§ **Goal**
Make an exact transcription of the material, leaving out all images.

——

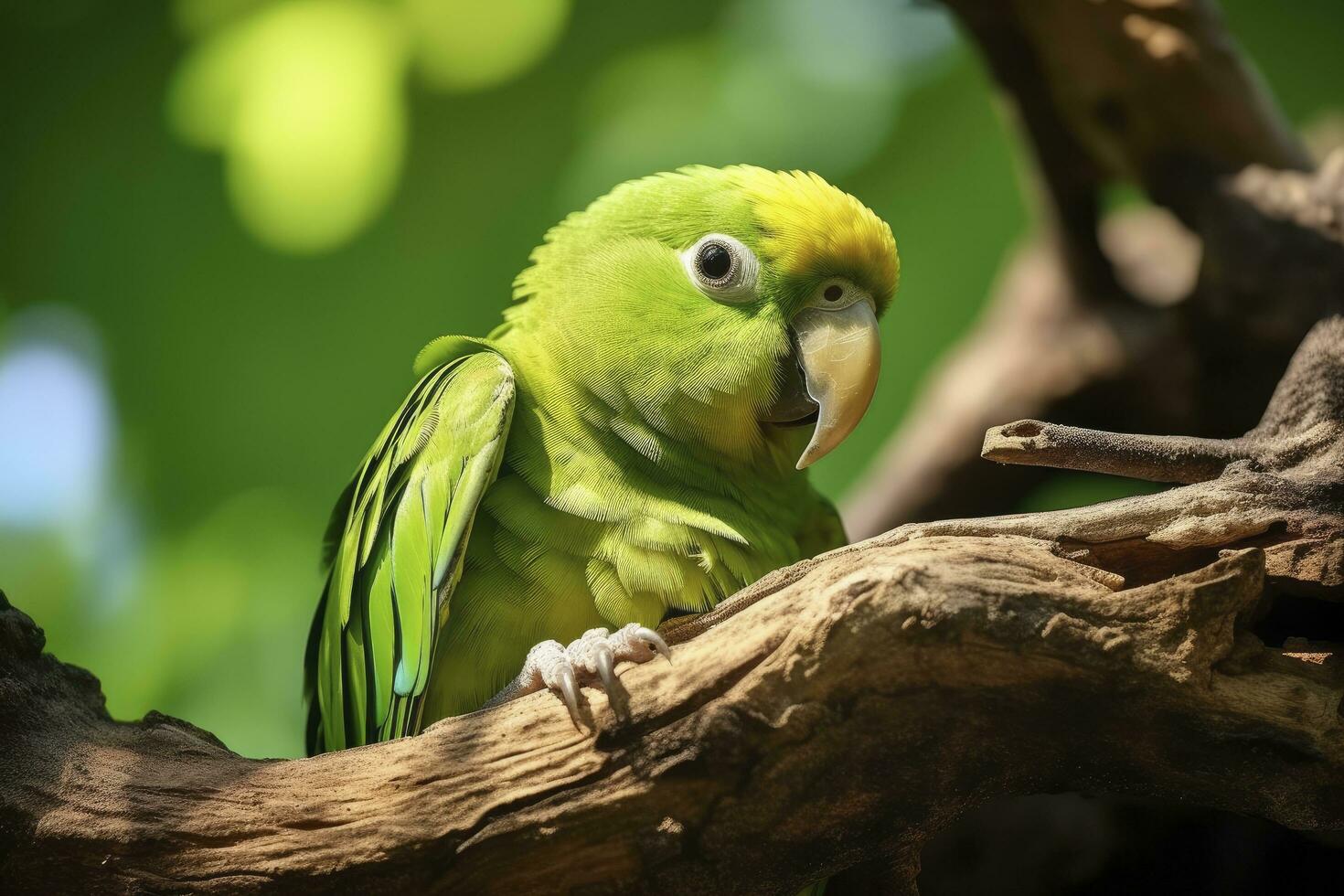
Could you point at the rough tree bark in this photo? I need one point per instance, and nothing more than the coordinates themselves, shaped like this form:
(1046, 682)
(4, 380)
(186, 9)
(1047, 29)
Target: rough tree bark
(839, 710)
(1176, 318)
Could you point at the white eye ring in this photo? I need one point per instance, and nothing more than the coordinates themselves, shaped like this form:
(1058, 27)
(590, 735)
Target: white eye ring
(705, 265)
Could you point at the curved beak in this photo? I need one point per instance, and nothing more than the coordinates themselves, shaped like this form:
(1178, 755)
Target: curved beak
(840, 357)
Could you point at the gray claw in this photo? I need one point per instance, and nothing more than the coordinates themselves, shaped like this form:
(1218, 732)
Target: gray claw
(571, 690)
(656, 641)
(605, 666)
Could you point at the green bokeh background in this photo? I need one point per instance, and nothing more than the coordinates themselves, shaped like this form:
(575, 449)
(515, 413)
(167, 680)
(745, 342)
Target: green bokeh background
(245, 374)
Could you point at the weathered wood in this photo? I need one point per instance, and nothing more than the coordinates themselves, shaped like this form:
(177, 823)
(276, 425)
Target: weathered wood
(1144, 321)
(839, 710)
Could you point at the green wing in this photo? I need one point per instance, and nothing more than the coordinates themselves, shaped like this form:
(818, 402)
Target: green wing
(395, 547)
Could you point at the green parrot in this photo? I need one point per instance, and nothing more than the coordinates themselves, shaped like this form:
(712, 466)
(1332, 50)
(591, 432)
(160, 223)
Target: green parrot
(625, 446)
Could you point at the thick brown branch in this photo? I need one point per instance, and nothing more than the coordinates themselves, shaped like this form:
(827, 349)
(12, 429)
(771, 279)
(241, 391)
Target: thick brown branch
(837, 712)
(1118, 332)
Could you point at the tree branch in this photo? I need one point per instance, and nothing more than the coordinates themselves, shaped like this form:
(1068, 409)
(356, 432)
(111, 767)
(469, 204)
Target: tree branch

——

§ **Worked answer**
Could you point at the rough tree bark in this photo? I need one point per instance, and nothing more than the coordinates themselves, shaped like this form:
(1046, 682)
(4, 380)
(186, 9)
(1047, 29)
Target: rough tree bark
(839, 710)
(1176, 318)
Could you point at the white eye ring in this photo? I need one point per instance, and nothing more than the coordinates themselves, shaped like this form:
(1058, 27)
(590, 735)
Target: white eye ring
(705, 265)
Could you point at the curved beak in this photo? I need one point per instance, and nothing more than the coordinates themselves, shaped like this form:
(1178, 755)
Target: curved beak
(840, 357)
Could you point at the gray claw in this photo? I need one point per instance, and nothing more than the coordinates themselves, shaped like this form:
(1218, 732)
Target: gray claw
(571, 690)
(656, 641)
(605, 666)
Could you point at the green bokeh background in this photo? I need one point per instance, and nothing more than the coordinates themselves, shaped like this form:
(575, 449)
(515, 413)
(167, 680)
(745, 342)
Target: green bokeh background
(245, 374)
Could you point at the weathered wood in this photo? I need one point per instance, and nothing more than the coordinates themselves, shaped like this form:
(177, 823)
(276, 425)
Target: weathered wood
(1144, 321)
(839, 710)
Could you point at the green wing in this photo? I need one point per instance, and nothing more than the coordinates themselves, shaped like this form:
(818, 402)
Target: green wing
(395, 547)
Could you point at the green parrot in this photo? I need one point per instance, and nothing more than the coordinates themselves, shaped like this form:
(712, 466)
(1332, 50)
(591, 432)
(160, 223)
Target: green parrot
(625, 446)
Could you point at the thick brown branch in this photo? I need one point per instance, and nothing more than the coordinates themselves, shaped like this form:
(827, 349)
(12, 429)
(771, 279)
(241, 391)
Target: thick brown branch
(837, 712)
(1118, 332)
Could you point at the tree branch in this photo? I need one point per instance, and nothing more than the coordinates themselves, shaped like this form:
(1068, 409)
(356, 432)
(111, 767)
(469, 204)
Target: tree branch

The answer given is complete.